İstanbul'da düzenlendiği için birçoğumuz için izleme imkanı olacaktır. İsteyen, show nasıl yapılırı orada izleyebilir.
Medyanın da katılımıyla Show, doruk noktasına ulaşıyor. Sayısız “anti”ciler için gün doğuyor. Birçok aktifist açısından “hiç bir şey yapmamaktansa, yanlış da olsa bir şeyler yapmak” eylem motifi oluyor. Mücadele takvime bağlandığı için, hareket iniş ve çıkışlar gösteriyor. Takvimin boş olduğu eylemsizlik döneminde sanal dünyada –Internet- bolca tartışılıyor, takvimin dolu olduğu dönemde güçlerin seferberliğine girişiliyor. Takvimsel eylemi örgütleme,lojistik olanak sağlama ve teknolojiyi kullanma bakımından süper bir hareket!

Görev koşulları:
1. Alıntılanan metne göre, takvimin boş olduğu eylemsizlik döneminde tartışmalar nerede yapılıyor?
2. Alıntılanan metnin "Medyanın da katılımıyla" sözcükleriyle başlayıp "süper bir hareket!" sözcüklerine kadar süren kısmını kelimesi kelimesine aktarın.
Bu malzeme başka bir kaynaktan alınmıştır.

Sağlanan veriler:
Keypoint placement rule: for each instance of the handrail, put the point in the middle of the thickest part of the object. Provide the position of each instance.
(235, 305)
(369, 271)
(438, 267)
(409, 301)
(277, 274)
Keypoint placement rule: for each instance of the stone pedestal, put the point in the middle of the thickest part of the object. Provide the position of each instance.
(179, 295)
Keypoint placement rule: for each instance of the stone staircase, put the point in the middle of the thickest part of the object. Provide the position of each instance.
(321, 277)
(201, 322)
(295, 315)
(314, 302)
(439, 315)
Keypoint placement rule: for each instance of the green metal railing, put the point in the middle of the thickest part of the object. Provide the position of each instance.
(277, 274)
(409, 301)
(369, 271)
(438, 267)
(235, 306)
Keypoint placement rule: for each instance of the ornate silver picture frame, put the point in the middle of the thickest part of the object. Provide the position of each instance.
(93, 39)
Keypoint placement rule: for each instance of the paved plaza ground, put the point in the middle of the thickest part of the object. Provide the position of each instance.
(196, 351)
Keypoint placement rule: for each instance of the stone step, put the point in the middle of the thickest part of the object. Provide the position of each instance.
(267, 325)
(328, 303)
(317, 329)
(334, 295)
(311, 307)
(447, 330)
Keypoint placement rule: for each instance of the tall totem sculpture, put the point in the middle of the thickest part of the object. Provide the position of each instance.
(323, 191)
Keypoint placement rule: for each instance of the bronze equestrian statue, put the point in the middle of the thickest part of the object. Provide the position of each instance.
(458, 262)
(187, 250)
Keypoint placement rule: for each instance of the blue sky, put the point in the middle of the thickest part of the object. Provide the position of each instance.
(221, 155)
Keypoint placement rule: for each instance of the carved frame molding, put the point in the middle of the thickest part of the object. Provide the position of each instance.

Görevlere göre çıktılar:
1. Sanal dünyada, yani internette.

2.
Medyanın da katılımıyla Show, doruk noktasına ulaşıyor. Sayısız “anti”ciler için gün doğuyor. Birçok aktifist açısından “hiç bir şey yapmamaktansa, yanlış da olsa bir şeyler yapmak” eylem motifi oluyor. Mücadele takvime bağlandığı için, hareket iniş ve çıkışlar gösteriyor. Takvimin boş olduğu eylemsizlik döneminde sanal dünyada –Internet- bolca tartışılıyor, takvimin dolu olduğu dönemde güçlerin seferberliğine girişiliyor. Takvimsel eylemi örgütleme,lojistik olanak sağlama ve teknolojiyi kullanma bakımından süper bir hareket!